------ RECORD EXTRACTS ------

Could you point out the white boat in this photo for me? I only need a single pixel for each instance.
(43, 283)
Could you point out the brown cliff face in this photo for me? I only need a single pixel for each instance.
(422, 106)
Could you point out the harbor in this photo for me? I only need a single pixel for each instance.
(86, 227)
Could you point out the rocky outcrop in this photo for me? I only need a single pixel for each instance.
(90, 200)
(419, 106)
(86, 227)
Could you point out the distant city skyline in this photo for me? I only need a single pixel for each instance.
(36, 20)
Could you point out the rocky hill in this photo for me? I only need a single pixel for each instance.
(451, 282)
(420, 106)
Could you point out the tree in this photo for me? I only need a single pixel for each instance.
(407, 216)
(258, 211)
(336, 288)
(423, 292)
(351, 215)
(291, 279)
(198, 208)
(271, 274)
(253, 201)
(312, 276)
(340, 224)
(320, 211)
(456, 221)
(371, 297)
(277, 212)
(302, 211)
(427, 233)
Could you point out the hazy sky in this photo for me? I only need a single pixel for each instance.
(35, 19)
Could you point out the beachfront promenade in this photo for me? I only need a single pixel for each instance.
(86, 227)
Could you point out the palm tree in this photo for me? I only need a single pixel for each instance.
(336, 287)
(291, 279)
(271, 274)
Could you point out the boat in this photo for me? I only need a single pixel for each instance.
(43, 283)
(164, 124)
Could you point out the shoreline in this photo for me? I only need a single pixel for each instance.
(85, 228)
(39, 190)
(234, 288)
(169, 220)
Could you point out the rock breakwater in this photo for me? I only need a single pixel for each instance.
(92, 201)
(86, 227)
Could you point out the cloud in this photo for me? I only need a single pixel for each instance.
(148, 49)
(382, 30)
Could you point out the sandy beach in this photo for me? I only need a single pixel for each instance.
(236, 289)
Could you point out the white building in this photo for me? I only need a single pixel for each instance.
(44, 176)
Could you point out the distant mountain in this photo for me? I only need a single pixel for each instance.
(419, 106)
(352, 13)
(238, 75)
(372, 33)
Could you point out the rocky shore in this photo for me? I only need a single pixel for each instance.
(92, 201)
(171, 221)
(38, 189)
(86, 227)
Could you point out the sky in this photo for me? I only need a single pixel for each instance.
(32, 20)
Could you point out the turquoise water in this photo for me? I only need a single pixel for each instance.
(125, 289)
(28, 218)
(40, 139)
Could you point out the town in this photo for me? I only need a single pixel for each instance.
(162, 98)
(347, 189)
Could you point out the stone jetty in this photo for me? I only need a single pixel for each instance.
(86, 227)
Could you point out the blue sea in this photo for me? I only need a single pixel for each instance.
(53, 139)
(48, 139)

------

▶ **THE REQUEST**
Convert all the entries above into a numbered list with one line per item, leaving out any blank lines.

▶ **OUTPUT OF THE EXERCISE**
1. Could you point out the white boat in this photo for me? I only need a single pixel for each instance.
2. (43, 283)
3. Could you point out the brown cliff face in this photo for me? I only need a single pixel for each instance.
4. (422, 106)
5. Could you point out the harbor in this photo for me? I only need a single pixel for each instance.
6. (86, 227)
7. Could you point out the rocky outcrop in this photo for me? I only need a single pixel for each instance.
8. (90, 200)
9. (419, 106)
10. (86, 227)
11. Could you point out the distant city skyline in this photo for me? I only need a single pixel for each instance.
12. (36, 20)
13. Could you point out the rocky hill in this photo for me? I only need a single pixel for each instance.
14. (451, 282)
15. (420, 106)
16. Could you point out the tree in this photo for me? I only need a single pixel for each instance.
17. (407, 216)
18. (258, 211)
19. (336, 288)
20. (423, 292)
21. (351, 215)
22. (291, 279)
23. (198, 208)
24. (271, 274)
25. (253, 201)
26. (312, 276)
27. (340, 224)
28. (320, 211)
29. (456, 221)
30. (371, 297)
31. (277, 212)
32. (302, 211)
33. (427, 233)
34. Could you point out the hazy sky in this photo for me? I only need a single pixel for each instance.
35. (35, 19)
36. Could you point out the beachfront promenade in this photo for me? I only need a single pixel for each instance.
37. (86, 227)
38. Could you point out the palm tree in this photo for me? I only need a single pixel for each instance.
39. (336, 287)
40. (291, 279)
41. (271, 274)
42. Could you point out the boat in this photo for me? I only need a single pixel for each instance.
43. (43, 283)
44. (164, 124)
45. Could you point out the shoreline in this photo for me? I only need a single pixel for each instance.
46. (85, 228)
47. (39, 190)
48. (234, 288)
49. (169, 220)
50. Could you point out the rock breakwater in this photo for me? I only need a single pixel for each instance.
51. (92, 201)
52. (86, 227)
53. Could you point out the cloud in this photo for me? I only need a single pixel for each instance.
54. (148, 49)
55. (382, 30)
56. Could you point out the sandy beach in this photo for me? I only need a single pixel for each instance.
57. (236, 289)
58. Could you point out the white building in this photo for me? I only need a single pixel for each instance.
59. (44, 176)
60. Could you point out the distant mountain in this photo for me? I only need a single pixel for each instance.
61. (419, 106)
62. (352, 13)
63. (238, 75)
64. (372, 33)
65. Could you point out the rocky shore in this photo for me? I only need a single pixel for each instance.
66. (92, 201)
67. (171, 221)
68. (38, 189)
69. (86, 227)
70. Could you point out the sky in this photo for me? I only need a single pixel for each instance.
71. (32, 20)
72. Could you point out the turquoise water in this photo for me? I only need a single pixel for each instance.
73. (125, 289)
74. (28, 218)
75. (40, 139)
76. Could you point out the town in this photo for me? I only need a single pixel for each instance.
77. (162, 98)
78. (347, 189)
79. Could you point out the stone jetty in this photo for me? I only need a single pixel for each instance.
80. (86, 227)
81. Could you point out the blue sea in this photo for me? I only need a single pixel for each instance.
82. (53, 139)
83. (48, 139)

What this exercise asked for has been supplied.